** Start DATA EXCERPTS **

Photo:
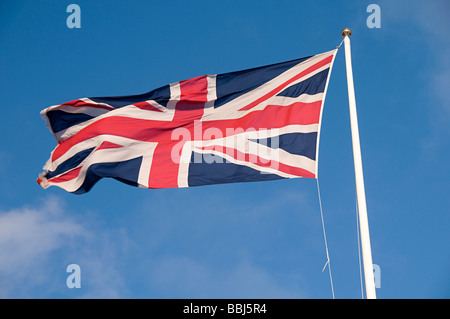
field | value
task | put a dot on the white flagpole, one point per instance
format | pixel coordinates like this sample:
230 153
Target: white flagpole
359 179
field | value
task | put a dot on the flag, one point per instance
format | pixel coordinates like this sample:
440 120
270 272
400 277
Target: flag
253 125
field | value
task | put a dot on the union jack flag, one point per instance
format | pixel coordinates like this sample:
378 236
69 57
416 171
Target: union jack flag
252 125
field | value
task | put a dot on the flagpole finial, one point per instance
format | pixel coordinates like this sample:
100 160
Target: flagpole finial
346 32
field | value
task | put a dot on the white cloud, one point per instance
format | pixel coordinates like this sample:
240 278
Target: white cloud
37 244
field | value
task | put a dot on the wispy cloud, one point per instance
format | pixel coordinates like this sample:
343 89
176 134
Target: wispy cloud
36 245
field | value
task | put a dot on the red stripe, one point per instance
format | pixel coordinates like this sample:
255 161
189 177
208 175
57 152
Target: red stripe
312 68
81 103
164 171
273 116
260 161
147 106
106 145
66 176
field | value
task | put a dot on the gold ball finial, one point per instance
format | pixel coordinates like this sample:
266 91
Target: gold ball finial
346 32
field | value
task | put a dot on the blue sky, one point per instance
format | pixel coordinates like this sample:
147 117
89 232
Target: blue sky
249 240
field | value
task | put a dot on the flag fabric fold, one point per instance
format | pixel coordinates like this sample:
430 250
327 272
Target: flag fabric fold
252 125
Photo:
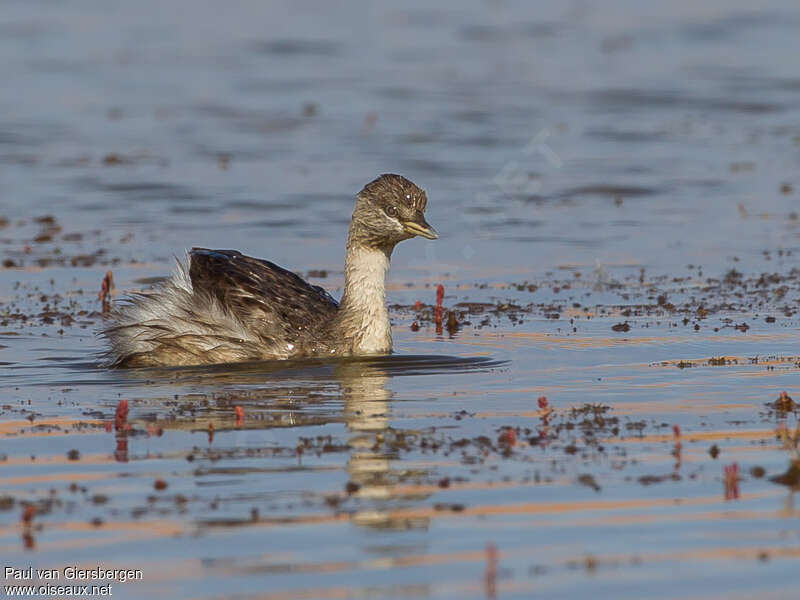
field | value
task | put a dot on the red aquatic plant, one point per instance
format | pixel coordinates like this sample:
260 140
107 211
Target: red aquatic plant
121 451
437 317
731 476
676 452
491 571
106 290
28 513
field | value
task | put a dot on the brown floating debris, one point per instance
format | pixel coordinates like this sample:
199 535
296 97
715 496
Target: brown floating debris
785 402
28 513
121 416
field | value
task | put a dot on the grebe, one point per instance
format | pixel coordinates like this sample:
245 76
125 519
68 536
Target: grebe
222 306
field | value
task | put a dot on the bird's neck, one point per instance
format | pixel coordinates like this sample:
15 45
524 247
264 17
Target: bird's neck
363 317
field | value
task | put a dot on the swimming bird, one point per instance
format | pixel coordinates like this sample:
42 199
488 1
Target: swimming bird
222 306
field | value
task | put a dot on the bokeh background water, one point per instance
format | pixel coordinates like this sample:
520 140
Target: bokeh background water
632 144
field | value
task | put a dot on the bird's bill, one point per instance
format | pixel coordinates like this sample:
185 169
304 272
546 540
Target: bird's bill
421 229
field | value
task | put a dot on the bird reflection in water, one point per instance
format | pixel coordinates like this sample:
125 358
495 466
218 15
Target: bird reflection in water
367 402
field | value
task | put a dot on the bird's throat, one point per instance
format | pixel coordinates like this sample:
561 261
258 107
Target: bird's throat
363 317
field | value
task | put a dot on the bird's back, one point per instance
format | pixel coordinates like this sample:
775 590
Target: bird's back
222 306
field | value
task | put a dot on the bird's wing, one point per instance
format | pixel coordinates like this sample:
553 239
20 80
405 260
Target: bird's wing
261 294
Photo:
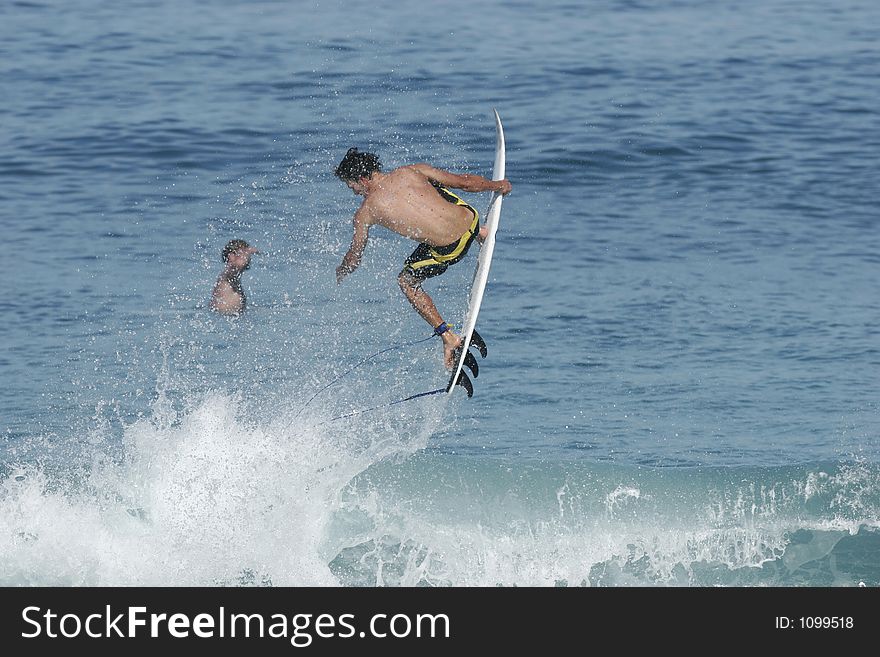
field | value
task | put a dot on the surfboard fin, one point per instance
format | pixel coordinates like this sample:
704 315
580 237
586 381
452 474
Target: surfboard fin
471 363
479 343
465 382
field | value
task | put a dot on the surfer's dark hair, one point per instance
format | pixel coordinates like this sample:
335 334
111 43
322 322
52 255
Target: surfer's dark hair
356 165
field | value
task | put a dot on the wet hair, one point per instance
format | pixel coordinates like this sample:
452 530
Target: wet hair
356 165
232 246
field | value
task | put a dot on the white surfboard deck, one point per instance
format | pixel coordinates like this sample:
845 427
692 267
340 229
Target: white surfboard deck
484 260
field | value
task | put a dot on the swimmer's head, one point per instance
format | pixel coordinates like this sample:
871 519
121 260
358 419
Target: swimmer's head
237 247
356 165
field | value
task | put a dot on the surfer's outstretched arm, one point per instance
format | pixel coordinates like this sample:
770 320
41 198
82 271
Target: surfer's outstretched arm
469 182
352 259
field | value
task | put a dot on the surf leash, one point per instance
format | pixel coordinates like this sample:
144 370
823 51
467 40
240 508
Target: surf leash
359 364
375 408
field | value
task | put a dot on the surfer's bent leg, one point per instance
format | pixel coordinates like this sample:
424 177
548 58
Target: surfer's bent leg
410 281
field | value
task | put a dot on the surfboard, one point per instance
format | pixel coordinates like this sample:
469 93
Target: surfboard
470 337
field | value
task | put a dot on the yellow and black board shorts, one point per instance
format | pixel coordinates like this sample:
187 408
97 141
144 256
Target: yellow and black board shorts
428 261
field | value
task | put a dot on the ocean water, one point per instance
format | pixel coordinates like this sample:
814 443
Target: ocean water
682 313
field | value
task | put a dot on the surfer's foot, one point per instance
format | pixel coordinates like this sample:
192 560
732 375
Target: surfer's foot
450 343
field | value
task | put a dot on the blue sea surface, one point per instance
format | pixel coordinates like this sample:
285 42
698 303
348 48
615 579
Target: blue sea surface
682 313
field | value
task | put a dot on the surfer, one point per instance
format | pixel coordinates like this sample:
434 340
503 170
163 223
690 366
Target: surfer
228 297
414 201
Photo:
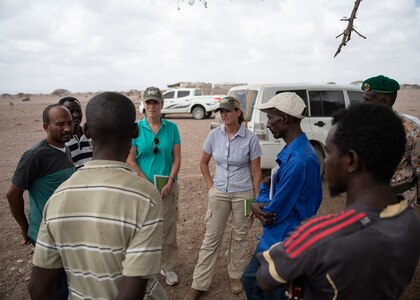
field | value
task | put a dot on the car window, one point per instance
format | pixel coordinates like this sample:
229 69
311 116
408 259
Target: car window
169 95
301 93
247 99
325 103
183 94
355 97
197 92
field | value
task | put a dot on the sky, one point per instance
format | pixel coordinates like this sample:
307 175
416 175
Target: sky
98 45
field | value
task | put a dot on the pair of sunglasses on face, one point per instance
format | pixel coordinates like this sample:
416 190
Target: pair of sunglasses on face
155 147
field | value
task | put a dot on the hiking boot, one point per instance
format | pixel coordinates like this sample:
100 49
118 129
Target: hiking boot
193 294
236 286
171 277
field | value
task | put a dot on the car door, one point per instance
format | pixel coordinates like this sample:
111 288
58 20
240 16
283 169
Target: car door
322 105
183 101
168 102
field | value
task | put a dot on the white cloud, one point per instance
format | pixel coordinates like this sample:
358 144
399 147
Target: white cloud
120 45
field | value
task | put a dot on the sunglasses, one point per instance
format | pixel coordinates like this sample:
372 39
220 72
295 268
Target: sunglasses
155 147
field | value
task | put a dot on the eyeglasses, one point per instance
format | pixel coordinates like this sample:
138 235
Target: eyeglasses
155 148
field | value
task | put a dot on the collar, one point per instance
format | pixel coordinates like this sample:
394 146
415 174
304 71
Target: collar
241 131
96 164
289 149
143 122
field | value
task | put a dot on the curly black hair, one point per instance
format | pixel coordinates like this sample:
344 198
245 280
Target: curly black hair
46 112
375 133
110 115
68 98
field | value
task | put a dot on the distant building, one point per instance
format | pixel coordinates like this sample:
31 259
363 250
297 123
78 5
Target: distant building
206 88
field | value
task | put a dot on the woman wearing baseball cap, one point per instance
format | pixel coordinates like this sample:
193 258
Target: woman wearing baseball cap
237 153
157 151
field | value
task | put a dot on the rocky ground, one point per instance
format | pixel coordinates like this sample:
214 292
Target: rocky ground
21 127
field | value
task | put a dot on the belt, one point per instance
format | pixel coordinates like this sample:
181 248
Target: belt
401 188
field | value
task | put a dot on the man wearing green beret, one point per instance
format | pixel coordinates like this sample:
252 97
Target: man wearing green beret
406 179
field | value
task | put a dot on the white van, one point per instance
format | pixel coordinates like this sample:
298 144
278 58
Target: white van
322 101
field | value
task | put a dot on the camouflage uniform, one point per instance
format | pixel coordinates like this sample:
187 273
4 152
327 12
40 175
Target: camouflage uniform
408 169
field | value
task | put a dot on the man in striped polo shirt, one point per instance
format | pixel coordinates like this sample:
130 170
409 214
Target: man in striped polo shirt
104 224
371 249
80 146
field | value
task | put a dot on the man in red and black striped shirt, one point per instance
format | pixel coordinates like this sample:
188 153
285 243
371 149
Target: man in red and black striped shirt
371 249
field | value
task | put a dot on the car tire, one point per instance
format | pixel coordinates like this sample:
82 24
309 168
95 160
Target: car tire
198 113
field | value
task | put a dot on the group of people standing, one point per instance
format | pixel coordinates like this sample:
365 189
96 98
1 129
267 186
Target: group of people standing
112 232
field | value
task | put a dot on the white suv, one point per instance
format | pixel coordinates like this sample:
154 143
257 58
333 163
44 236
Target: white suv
322 101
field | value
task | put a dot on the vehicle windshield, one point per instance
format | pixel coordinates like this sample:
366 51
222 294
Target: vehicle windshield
247 98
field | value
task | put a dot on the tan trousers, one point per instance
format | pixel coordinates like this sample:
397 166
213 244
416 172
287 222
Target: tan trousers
170 218
219 207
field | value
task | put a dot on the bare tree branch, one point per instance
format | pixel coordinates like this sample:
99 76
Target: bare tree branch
347 32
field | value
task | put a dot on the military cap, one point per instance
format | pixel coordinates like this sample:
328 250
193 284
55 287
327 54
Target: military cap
153 93
380 84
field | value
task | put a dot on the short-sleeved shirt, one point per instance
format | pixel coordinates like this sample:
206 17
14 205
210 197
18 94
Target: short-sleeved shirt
40 171
297 191
408 169
81 150
359 253
159 163
105 222
233 157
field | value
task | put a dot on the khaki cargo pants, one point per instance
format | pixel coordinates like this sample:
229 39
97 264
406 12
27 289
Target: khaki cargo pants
219 207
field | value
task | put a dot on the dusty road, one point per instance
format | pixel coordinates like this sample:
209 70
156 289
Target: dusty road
21 127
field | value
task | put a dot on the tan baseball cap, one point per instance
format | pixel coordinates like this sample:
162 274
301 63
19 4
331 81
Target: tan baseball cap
229 103
287 102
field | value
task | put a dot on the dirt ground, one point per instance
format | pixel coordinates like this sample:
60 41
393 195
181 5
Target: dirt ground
21 127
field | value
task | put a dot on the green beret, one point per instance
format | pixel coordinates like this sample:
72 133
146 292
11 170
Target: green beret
380 84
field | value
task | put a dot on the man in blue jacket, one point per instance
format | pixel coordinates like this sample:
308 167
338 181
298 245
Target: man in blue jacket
297 190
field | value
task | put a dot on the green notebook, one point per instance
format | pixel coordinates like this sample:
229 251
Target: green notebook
247 206
160 181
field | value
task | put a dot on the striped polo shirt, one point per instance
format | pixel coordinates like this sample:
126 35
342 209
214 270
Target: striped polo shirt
103 223
359 253
81 150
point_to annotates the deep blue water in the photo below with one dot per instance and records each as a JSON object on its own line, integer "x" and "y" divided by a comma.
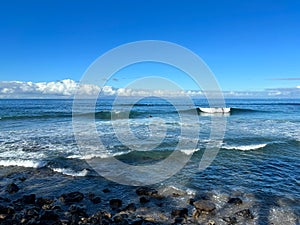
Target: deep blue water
{"x": 259, "y": 155}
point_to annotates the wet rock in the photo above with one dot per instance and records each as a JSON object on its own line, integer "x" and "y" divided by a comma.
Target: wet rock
{"x": 179, "y": 212}
{"x": 106, "y": 190}
{"x": 191, "y": 201}
{"x": 56, "y": 207}
{"x": 79, "y": 210}
{"x": 230, "y": 220}
{"x": 120, "y": 218}
{"x": 6, "y": 211}
{"x": 22, "y": 179}
{"x": 204, "y": 205}
{"x": 246, "y": 213}
{"x": 130, "y": 208}
{"x": 49, "y": 215}
{"x": 3, "y": 199}
{"x": 136, "y": 221}
{"x": 146, "y": 191}
{"x": 31, "y": 213}
{"x": 12, "y": 188}
{"x": 115, "y": 203}
{"x": 179, "y": 220}
{"x": 44, "y": 201}
{"x": 71, "y": 197}
{"x": 28, "y": 199}
{"x": 235, "y": 201}
{"x": 96, "y": 200}
{"x": 144, "y": 200}
{"x": 75, "y": 219}
{"x": 211, "y": 222}
{"x": 196, "y": 214}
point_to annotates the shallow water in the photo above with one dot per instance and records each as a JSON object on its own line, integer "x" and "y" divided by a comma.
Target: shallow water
{"x": 258, "y": 160}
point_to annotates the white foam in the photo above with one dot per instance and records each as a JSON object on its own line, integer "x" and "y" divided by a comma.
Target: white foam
{"x": 23, "y": 163}
{"x": 92, "y": 156}
{"x": 245, "y": 147}
{"x": 70, "y": 172}
{"x": 215, "y": 110}
{"x": 188, "y": 151}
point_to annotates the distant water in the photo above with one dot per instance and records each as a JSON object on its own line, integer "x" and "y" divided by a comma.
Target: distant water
{"x": 260, "y": 153}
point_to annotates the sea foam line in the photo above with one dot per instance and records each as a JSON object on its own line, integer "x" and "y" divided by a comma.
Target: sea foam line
{"x": 23, "y": 163}
{"x": 70, "y": 172}
{"x": 245, "y": 147}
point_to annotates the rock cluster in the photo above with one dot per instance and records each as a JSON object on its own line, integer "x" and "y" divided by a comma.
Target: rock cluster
{"x": 72, "y": 208}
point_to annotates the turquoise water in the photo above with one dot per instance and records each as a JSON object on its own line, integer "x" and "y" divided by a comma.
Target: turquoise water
{"x": 259, "y": 155}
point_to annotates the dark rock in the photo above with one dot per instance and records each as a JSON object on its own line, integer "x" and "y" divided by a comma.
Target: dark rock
{"x": 137, "y": 221}
{"x": 204, "y": 205}
{"x": 118, "y": 218}
{"x": 3, "y": 199}
{"x": 49, "y": 215}
{"x": 211, "y": 222}
{"x": 106, "y": 190}
{"x": 12, "y": 188}
{"x": 79, "y": 210}
{"x": 191, "y": 201}
{"x": 71, "y": 197}
{"x": 44, "y": 201}
{"x": 144, "y": 200}
{"x": 230, "y": 220}
{"x": 246, "y": 213}
{"x": 28, "y": 199}
{"x": 56, "y": 207}
{"x": 91, "y": 195}
{"x": 179, "y": 220}
{"x": 22, "y": 179}
{"x": 179, "y": 212}
{"x": 31, "y": 213}
{"x": 146, "y": 191}
{"x": 235, "y": 201}
{"x": 130, "y": 207}
{"x": 159, "y": 204}
{"x": 115, "y": 203}
{"x": 96, "y": 200}
{"x": 75, "y": 219}
{"x": 7, "y": 210}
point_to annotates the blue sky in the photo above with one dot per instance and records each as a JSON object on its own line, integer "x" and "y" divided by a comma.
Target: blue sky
{"x": 249, "y": 45}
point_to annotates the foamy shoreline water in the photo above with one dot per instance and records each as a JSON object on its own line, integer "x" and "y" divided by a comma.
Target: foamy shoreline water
{"x": 163, "y": 203}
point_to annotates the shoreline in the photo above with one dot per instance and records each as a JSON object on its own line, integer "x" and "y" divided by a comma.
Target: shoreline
{"x": 23, "y": 201}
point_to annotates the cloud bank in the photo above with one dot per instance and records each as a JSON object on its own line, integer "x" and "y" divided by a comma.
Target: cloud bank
{"x": 67, "y": 89}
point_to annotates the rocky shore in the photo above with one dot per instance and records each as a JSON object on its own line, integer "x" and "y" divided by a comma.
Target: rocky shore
{"x": 147, "y": 206}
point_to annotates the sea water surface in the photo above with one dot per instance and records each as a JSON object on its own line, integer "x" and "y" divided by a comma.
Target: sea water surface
{"x": 259, "y": 157}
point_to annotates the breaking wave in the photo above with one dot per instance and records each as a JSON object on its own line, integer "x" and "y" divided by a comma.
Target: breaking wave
{"x": 244, "y": 147}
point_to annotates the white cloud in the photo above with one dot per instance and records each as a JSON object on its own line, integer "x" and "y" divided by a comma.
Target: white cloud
{"x": 67, "y": 89}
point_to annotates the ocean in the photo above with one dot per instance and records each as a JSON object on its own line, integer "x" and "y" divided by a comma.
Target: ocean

** End DATA EXCERPTS **

WORK TO COMPLETE: Repeat the line that contains "point_to annotates the blue", then every line after it until the records end, with nothing added.

WORKED ANSWER:
point_to annotates the blue sky in the photo above with one dot per instance and records each as a JSON object on its own line, integer "x" and "y" divided by a comma.
Target: blue sky
{"x": 249, "y": 45}
point_to annotates the foamy shoreline water in the photo above with one dot per instance and records each as a JSON object on its own line, integer "x" and "y" divided by a comma.
Target: foamy shoreline water
{"x": 163, "y": 203}
point_to annotates the shoreline in the photo above with one dot per instance and records each as a JSON object on its own line, integer "x" and "y" divided by a comma.
Target: shoreline
{"x": 23, "y": 201}
point_to annotates the cloud bank in the photo above with one dot per instance and records each as a JSON object on its own line, integer "x" and "y" divided by a comma.
Target: cloud bank
{"x": 67, "y": 89}
point_to annotates the rocky shore in the photo above with one dot per instance and records each as a JSON object on its own line, integer "x" and "y" divided by a comma.
Target: rocky shore
{"x": 147, "y": 206}
point_to annotates the sea water surface in the photo above with one dot per instance and records each as a JSON object on its own line, integer "x" and "y" divided by a comma.
Target: sea water surface
{"x": 259, "y": 157}
point_to annotates the breaking wave in the photo above with one dot per instance and records each as a JSON object on its own line, integer "x" and "y" divided by a comma.
Target: breaking wave
{"x": 244, "y": 147}
point_to annotates the white cloud in the photo above with one dot per instance and records each as a JSON object on its own line, integer "x" and "y" divided by a comma.
Target: white cloud
{"x": 67, "y": 89}
point_to annotates the ocean in the photo above with one dot per instance and records each as a JSON object on its own line, integer "x" and "y" divided by a comma.
Target: ocean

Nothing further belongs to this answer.